— Brano —
# # # #

Continuiamo questo breve viaggio all’interno della 60ᵃ Esposizione Internazionale d’Arte veneziana dal titolo Stranieri Ovunque – Foreigners Everywhere, andando a scovare nei vari padiglioni le opere che hanno suscitato maggiore interesse.
Come abbiamo già detto nel precedente articolo le tematiche di questa edizione sono le migrazioni, l’alterità, la marginalità e l’attenzione è rivolta verso il Sud del mondo.
Gli artisti e le artiste presenti, spesso per la prima volta su un palcoscenico internazionale, provengono per lo più da comunità indigene, dove tuttora vivono, oppure hanno lasciato il paese natale per trasferirsi altrove, ma continuano a portare avanti la lotta per denunciare soprusi e ingiustizie; osservano una tradizione di conoscenze e pratiche spesso familiari; talvolta vivono sessualità diverse.
Materiale esplorato da molti artisti è il tessile, che denota un interesse per l’artigianato, spesso considerato di minore importanza rispetto alle cosiddette Arti Maggiori. È il caso del britannico-nigeriano Yinka Shonibare (Londra, 1962), tra i pochi nomi celebri in mostra, col suo paradossale astronauta-migrante, a grandezza naturale: ricoperto da un abito che richiama i tessuti africani, è equipaggiato per affrontare crisi ecologiche e umanitarie, portando sulle spalle un sacco con vari oggetti di sussistenza. Yinka ammonisce sulla negligenza ambientale e sovverte anche il senso del colonialismo: il suo astronauta non cerca un posto da conquistare, ma piuttosto un posto ancora abitabile.

Dana Awartani (Jeddah, Arabia Saudita, 1987), artista palestinese-saudita, in Come, let me heal your wounds. Let me mend your broken bones crea dei buchi su metri di tessuto di seta, a significare la devastazione di Gaza e dei siti che sono stati rasi al suolo dai bombardamenti; poi rammenda gli strappi, ma le cicatrici rimangono.

# # # #

— Esercizio breve 1 —
Riporta tutte le righe dell'elenco in cui compare la parola "bank".

# # # #

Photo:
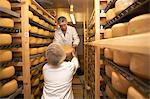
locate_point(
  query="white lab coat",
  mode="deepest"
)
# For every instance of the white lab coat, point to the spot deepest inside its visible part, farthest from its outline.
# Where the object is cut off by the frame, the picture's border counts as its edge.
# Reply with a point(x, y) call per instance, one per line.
point(70, 38)
point(58, 81)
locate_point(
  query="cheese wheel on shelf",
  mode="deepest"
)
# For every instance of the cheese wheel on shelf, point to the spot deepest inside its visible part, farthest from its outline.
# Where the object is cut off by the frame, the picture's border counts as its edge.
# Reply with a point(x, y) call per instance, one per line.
point(6, 39)
point(119, 83)
point(140, 65)
point(139, 24)
point(36, 19)
point(108, 53)
point(107, 33)
point(5, 4)
point(33, 51)
point(134, 94)
point(6, 22)
point(8, 88)
point(120, 29)
point(110, 14)
point(108, 70)
point(121, 5)
point(34, 29)
point(121, 58)
point(5, 55)
point(7, 72)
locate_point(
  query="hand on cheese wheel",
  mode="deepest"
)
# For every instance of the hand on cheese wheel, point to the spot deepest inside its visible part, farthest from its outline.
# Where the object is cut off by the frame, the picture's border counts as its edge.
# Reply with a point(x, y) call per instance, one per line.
point(119, 83)
point(5, 55)
point(5, 4)
point(6, 39)
point(135, 94)
point(139, 24)
point(8, 88)
point(140, 65)
point(6, 22)
point(121, 58)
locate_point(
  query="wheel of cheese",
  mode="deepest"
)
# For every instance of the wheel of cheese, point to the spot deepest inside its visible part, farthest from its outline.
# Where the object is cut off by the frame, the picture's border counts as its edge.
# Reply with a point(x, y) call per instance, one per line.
point(109, 92)
point(121, 58)
point(120, 29)
point(121, 5)
point(140, 65)
point(139, 24)
point(119, 83)
point(34, 29)
point(5, 55)
point(40, 32)
point(8, 88)
point(7, 72)
point(134, 94)
point(5, 4)
point(6, 39)
point(33, 51)
point(32, 40)
point(108, 70)
point(108, 53)
point(30, 14)
point(6, 22)
point(35, 82)
point(36, 19)
point(110, 14)
point(107, 33)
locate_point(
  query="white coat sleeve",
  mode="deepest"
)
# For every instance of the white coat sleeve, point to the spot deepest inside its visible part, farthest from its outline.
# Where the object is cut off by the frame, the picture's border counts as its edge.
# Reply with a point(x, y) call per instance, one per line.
point(75, 63)
point(76, 39)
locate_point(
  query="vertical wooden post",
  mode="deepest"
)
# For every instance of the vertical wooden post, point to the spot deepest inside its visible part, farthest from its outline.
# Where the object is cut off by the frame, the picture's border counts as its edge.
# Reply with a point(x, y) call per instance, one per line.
point(25, 49)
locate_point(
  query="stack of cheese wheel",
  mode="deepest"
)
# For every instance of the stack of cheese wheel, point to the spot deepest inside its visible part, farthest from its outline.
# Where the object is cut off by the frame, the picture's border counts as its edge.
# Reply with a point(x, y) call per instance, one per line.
point(5, 4)
point(6, 22)
point(8, 88)
point(107, 33)
point(139, 24)
point(5, 55)
point(6, 39)
point(135, 94)
point(121, 5)
point(120, 29)
point(140, 65)
point(121, 58)
point(7, 72)
point(110, 14)
point(119, 83)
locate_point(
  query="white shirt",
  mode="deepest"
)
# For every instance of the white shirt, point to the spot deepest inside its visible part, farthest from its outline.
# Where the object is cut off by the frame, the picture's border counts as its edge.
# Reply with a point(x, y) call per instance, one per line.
point(70, 38)
point(58, 81)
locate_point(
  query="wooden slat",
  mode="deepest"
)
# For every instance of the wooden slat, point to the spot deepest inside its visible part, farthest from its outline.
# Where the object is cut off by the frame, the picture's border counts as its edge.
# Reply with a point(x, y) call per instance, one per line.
point(133, 43)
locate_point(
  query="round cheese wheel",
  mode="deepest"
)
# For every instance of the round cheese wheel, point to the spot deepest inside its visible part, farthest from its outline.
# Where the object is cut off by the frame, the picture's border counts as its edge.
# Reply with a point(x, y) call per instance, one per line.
point(36, 19)
point(121, 5)
point(121, 58)
point(108, 53)
point(6, 22)
point(140, 65)
point(5, 4)
point(110, 14)
point(108, 70)
point(139, 24)
point(107, 33)
point(7, 72)
point(134, 94)
point(8, 88)
point(32, 40)
point(33, 51)
point(119, 83)
point(119, 29)
point(30, 14)
point(6, 39)
point(34, 29)
point(5, 55)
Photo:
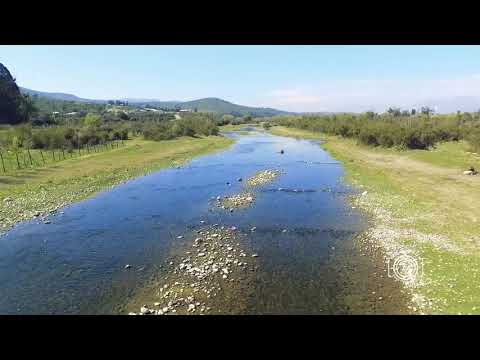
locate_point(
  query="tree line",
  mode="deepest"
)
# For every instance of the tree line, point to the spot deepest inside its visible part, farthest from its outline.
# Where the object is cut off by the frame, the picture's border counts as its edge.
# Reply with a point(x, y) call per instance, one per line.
point(393, 129)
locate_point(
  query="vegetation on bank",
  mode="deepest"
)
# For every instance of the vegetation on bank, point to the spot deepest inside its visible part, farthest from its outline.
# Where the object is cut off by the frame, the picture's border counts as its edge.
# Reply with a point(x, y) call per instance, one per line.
point(406, 130)
point(420, 203)
point(28, 193)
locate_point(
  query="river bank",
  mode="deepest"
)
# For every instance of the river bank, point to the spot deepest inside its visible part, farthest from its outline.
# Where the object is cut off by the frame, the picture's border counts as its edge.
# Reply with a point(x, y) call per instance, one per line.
point(36, 193)
point(421, 206)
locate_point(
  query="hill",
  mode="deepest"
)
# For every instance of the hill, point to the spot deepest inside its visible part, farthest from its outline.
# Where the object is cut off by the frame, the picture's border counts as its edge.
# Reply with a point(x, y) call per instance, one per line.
point(214, 105)
point(58, 96)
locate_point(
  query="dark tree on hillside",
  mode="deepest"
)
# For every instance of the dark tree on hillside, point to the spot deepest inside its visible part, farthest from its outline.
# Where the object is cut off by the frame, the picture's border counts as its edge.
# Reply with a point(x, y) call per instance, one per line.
point(14, 107)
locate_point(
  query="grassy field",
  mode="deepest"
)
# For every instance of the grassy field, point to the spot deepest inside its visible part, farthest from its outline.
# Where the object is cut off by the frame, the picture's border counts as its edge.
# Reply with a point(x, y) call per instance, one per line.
point(30, 193)
point(421, 204)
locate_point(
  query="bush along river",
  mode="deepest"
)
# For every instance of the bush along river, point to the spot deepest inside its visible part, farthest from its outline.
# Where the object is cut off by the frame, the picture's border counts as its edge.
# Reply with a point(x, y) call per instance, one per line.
point(264, 227)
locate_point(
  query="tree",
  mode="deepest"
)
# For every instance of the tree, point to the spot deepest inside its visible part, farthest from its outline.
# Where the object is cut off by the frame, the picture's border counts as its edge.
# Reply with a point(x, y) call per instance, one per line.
point(26, 108)
point(92, 120)
point(427, 110)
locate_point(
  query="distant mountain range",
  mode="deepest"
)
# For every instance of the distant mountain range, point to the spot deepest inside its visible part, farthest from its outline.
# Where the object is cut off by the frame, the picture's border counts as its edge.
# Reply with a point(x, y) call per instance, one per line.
point(202, 105)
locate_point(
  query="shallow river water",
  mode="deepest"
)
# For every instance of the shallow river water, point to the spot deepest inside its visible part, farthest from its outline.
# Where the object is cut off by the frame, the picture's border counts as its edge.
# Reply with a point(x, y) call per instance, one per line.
point(76, 263)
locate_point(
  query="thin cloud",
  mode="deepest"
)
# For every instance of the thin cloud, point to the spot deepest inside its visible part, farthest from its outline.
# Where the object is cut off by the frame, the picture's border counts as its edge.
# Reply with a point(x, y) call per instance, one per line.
point(378, 95)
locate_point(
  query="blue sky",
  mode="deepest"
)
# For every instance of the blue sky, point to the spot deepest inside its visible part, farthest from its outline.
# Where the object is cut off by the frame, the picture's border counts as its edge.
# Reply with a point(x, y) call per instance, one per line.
point(296, 78)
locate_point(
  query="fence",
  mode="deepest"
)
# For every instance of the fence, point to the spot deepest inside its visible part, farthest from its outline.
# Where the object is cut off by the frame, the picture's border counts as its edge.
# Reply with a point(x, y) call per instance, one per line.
point(11, 160)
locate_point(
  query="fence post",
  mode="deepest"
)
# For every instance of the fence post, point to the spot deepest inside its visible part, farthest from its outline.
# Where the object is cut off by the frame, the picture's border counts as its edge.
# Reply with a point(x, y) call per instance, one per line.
point(3, 165)
point(30, 157)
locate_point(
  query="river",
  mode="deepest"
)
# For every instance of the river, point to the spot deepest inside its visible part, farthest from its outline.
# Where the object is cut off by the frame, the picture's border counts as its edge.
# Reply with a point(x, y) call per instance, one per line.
point(307, 263)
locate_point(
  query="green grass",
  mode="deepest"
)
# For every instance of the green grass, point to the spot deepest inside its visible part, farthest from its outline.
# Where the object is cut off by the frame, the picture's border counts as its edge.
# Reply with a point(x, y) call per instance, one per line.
point(425, 194)
point(57, 184)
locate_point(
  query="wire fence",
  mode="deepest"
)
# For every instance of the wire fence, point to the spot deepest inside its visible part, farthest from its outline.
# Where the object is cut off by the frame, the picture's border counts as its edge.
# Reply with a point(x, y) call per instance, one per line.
point(14, 160)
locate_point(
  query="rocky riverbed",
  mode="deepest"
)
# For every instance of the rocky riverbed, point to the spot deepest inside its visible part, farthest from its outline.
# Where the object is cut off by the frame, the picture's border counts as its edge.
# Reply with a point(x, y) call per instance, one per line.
point(215, 267)
point(237, 201)
point(262, 177)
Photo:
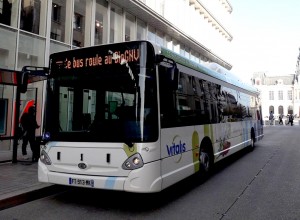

# # # #

— Esercizio breve 2 —
Elenca le tematiche che il brano attribuisce a questa edizione dell'Esposizione.

— Risposta corretta 1 —
  query="vegetation on bank",
# For every instance of the vegetation on bank, point to the spot deepest inside its visible part, farthest from its outline.
  query="river bank",
# For every instance of the river bank, point to the spot deepest inside its visible part, farthest from its outline.

— Risposta corretta 2 —
Le migrazioni, l'alterità, la marginalità.